* Problem *
Identify every line in the records below that contains the string "blurred", treating uppercase and lowercase as distinct, and copy each such line in full.

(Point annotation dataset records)
»»

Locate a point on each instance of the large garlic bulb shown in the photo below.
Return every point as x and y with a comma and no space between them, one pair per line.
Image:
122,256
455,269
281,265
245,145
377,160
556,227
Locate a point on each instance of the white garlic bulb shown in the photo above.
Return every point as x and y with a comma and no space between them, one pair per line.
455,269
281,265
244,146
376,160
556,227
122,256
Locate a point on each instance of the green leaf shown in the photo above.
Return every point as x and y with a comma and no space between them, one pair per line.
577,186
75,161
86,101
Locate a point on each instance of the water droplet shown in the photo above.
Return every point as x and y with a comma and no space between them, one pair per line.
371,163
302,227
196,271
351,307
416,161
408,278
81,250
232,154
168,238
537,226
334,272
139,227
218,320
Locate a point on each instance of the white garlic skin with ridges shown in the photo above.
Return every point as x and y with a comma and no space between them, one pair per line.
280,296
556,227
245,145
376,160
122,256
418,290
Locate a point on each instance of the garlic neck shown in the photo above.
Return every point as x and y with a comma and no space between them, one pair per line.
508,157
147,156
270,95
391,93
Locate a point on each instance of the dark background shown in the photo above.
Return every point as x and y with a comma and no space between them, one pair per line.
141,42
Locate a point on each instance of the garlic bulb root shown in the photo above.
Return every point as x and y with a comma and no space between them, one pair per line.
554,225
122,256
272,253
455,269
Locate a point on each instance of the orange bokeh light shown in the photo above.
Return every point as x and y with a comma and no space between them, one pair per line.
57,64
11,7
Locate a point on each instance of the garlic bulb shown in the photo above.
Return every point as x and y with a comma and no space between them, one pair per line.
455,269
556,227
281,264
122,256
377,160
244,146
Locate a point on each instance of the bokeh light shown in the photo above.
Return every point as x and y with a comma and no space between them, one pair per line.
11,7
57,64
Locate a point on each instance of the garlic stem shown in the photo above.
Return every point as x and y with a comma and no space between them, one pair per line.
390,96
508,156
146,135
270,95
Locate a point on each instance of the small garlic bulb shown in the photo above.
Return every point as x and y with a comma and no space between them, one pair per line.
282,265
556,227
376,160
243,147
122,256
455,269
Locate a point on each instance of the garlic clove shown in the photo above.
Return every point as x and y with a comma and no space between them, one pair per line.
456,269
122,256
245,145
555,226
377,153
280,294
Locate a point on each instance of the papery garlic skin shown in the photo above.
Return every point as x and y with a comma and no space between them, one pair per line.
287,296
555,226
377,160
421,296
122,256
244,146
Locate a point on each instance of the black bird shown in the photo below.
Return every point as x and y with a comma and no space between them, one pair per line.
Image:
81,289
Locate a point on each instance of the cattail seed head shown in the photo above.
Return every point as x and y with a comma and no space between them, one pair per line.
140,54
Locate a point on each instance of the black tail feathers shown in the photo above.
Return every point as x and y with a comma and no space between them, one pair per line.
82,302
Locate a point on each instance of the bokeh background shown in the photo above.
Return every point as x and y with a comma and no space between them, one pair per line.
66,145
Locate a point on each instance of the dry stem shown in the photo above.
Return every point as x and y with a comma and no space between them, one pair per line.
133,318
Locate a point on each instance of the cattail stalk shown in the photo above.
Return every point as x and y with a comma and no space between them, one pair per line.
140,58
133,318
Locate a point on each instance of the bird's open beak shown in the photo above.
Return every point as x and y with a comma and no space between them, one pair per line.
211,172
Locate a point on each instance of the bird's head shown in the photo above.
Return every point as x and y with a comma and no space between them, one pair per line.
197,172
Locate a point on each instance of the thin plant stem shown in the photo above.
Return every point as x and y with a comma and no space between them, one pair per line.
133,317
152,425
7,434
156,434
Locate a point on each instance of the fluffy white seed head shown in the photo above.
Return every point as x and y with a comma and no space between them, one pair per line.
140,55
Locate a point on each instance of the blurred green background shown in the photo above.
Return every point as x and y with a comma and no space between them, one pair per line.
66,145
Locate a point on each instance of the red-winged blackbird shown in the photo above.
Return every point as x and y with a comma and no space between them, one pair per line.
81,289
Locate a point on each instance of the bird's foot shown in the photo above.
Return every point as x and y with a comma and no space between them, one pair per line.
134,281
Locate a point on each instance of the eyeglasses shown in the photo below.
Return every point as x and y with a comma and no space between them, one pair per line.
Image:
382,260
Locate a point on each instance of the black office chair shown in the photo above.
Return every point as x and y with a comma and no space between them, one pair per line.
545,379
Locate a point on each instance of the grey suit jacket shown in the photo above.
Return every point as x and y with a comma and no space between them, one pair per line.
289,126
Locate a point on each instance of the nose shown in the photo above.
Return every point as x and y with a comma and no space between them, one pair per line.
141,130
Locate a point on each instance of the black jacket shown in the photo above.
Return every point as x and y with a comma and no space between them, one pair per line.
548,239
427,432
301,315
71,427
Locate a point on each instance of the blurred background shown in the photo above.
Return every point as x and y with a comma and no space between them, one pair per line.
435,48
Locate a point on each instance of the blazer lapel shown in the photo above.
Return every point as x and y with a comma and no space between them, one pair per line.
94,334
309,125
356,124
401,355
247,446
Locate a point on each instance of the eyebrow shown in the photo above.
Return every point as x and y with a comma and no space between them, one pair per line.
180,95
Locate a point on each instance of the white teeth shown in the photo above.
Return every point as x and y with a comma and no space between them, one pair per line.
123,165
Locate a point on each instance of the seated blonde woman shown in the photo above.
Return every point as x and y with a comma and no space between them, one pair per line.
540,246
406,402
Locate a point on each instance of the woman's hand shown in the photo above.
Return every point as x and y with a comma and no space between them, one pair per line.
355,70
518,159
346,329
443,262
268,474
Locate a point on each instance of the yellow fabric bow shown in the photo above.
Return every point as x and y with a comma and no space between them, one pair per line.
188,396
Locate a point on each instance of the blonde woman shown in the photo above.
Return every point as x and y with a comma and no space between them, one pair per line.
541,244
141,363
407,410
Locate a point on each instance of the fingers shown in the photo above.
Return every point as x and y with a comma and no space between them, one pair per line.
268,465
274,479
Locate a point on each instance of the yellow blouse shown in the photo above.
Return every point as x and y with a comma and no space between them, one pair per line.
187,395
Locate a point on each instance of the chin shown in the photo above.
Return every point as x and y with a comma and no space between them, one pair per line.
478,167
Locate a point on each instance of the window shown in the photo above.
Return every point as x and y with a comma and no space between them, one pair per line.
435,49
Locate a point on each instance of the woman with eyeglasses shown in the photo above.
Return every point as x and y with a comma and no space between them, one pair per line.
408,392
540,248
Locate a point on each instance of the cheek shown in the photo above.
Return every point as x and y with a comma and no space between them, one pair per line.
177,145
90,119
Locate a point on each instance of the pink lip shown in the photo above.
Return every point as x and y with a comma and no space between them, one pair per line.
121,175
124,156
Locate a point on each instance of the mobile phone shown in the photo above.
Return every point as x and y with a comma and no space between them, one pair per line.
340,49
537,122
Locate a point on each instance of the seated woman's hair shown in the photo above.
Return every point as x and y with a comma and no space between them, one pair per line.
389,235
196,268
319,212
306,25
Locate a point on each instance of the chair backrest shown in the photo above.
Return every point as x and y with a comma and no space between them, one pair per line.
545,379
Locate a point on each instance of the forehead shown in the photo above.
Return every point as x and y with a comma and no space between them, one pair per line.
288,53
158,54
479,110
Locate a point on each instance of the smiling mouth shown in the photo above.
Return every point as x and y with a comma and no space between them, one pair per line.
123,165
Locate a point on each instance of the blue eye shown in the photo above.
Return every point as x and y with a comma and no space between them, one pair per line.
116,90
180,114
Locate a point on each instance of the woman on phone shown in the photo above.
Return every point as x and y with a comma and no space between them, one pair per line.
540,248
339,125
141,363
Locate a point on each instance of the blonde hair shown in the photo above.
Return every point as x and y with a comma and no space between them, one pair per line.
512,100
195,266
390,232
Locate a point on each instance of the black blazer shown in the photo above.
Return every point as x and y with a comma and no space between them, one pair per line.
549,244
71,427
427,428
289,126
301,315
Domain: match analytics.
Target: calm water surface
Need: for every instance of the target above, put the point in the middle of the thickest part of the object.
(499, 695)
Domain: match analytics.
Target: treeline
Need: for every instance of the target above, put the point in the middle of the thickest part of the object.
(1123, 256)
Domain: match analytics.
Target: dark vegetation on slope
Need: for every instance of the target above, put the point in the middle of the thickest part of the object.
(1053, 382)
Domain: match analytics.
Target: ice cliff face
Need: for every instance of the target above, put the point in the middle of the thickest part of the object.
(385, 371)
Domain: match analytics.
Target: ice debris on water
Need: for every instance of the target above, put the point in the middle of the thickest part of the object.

««

* Answer to the task *
Locate a point on each instance of the blurred green background shown in the photo above.
Locate a point on each instance of the blurred background shown in the photo above.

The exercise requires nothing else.